* DOCUMENT EXCERPT:
....................
This has not been such a great week

I think a friendship that was important to me really suffered over the whole LLL fiasco and then I got my progesterone test back and the news wasn’t good (we’ll know more about what’s wrong when I get the results from another bunch of blood tests on Monday). I spent the week trying not to be depressed about these two things.

Happily, today finds me in a much better mood. I’ve made overtures toward the friend which is all I can do (and I’m not letting myself obsess about who said what and who meant what, etc.). And I’m still taking the whole fertility thing one step at a time. Right now I’m focusing on diagnosis and I’ll make decisions about treatment later. I know I have limits stating how far I’m willing to go but I’m not quite sure where those limits are.

I feel frustrated by the fact that I can’t afford adoption. I guess that doesn’t really matter since Brett isn’t as open to adoption as I am. Last night he told me that he really wants to have another child and it’s pretty darn important to him that said child be biological. I hope to adopt someday and I think that Brett will come around but probably not soon. I think our finances would need to be much tighter for him to feel good about adoption. Anyway, after this talk I realized that our limits may not be the same when it comes to fertility treatments. On the one hand, this makes me angry because it’s my body that will have to go through all sorts of ridiculous, humiliating, and/or difficult things but on the other hand, it he wants a biological child with me, there’s really no other choice.
....................
* WORK INSTRUCTION 1:
Translate this sentence from the blog post about a hard week into Spanish: "Right now I’m focusing on diagnosis and I’ll make decisions about treatment later."
* WORK INSTRUCTION 2:
Summarize the blog post about a hard week in two sentences.

* EXTRACTED DATA:
....................
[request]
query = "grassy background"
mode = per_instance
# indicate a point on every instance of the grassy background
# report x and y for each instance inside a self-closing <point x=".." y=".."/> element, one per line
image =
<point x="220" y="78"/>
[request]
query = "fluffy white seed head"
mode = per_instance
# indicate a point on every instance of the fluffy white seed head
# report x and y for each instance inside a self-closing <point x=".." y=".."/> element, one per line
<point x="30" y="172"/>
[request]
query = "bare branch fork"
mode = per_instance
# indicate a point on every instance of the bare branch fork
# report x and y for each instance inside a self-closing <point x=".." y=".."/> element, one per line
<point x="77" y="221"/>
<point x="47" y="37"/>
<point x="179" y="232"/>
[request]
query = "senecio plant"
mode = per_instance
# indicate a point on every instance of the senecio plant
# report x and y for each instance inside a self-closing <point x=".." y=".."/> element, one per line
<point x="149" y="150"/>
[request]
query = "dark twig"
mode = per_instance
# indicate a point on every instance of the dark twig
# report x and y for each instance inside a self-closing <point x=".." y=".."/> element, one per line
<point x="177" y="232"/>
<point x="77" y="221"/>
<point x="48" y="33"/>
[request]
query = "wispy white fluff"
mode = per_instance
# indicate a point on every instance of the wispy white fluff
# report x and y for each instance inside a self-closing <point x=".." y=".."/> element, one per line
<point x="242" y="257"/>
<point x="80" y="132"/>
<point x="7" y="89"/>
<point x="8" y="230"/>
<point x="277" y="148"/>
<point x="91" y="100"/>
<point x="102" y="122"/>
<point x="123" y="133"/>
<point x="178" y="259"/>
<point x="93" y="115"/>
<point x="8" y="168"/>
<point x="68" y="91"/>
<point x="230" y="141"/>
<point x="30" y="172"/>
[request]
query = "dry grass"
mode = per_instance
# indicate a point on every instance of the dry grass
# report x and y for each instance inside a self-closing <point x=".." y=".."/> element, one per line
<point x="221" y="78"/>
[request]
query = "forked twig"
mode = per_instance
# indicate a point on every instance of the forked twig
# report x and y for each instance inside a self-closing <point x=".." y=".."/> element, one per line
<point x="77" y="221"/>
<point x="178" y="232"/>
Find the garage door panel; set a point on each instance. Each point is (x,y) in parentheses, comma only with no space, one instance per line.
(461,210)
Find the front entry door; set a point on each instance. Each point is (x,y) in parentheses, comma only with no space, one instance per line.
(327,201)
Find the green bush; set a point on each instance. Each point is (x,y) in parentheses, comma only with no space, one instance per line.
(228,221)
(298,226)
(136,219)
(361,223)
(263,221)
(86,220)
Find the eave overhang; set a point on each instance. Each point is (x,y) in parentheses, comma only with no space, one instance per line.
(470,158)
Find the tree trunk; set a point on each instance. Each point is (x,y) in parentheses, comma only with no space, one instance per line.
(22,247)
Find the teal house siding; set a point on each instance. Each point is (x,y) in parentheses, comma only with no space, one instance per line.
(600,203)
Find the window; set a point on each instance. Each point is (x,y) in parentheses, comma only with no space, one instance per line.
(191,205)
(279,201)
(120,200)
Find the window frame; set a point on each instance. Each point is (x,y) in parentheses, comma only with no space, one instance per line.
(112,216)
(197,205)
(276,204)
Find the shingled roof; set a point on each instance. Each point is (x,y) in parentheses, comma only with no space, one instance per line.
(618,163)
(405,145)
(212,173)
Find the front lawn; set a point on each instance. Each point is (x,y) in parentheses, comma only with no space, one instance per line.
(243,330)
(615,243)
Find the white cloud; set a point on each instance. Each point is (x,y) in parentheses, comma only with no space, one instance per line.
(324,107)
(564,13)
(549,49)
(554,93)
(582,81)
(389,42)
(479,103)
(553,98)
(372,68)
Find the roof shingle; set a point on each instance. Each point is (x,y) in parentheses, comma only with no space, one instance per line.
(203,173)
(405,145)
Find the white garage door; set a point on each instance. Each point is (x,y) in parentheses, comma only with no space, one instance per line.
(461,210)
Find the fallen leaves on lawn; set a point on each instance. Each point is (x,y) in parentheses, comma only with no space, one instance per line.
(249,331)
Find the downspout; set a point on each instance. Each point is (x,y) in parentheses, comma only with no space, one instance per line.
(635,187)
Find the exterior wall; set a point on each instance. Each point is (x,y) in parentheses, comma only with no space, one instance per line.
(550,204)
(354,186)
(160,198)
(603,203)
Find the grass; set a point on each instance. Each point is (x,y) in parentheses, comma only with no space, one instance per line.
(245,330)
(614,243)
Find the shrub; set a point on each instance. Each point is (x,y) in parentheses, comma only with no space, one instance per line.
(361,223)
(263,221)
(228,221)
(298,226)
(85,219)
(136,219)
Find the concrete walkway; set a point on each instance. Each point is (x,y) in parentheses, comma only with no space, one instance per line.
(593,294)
....................
* RESPONSE AREA 1:
En este momento me estoy centrando en el diagnóstico y tomaré decisiones sobre el tratamiento más adelante.

* RESPONSE AREA 2:
The writer had a difficult week after an important friendship suffered over the LLL fiasco and a progesterone test brought bad news, but is now in a much better mood, having made overtures toward the friend and chosen to focus on diagnosis before deciding on treatment. The writer is frustrated at being unable to afford adoption, and after Brett said he really wants another child who is biological, the writer realized their limits on fertility treatments may not be the same.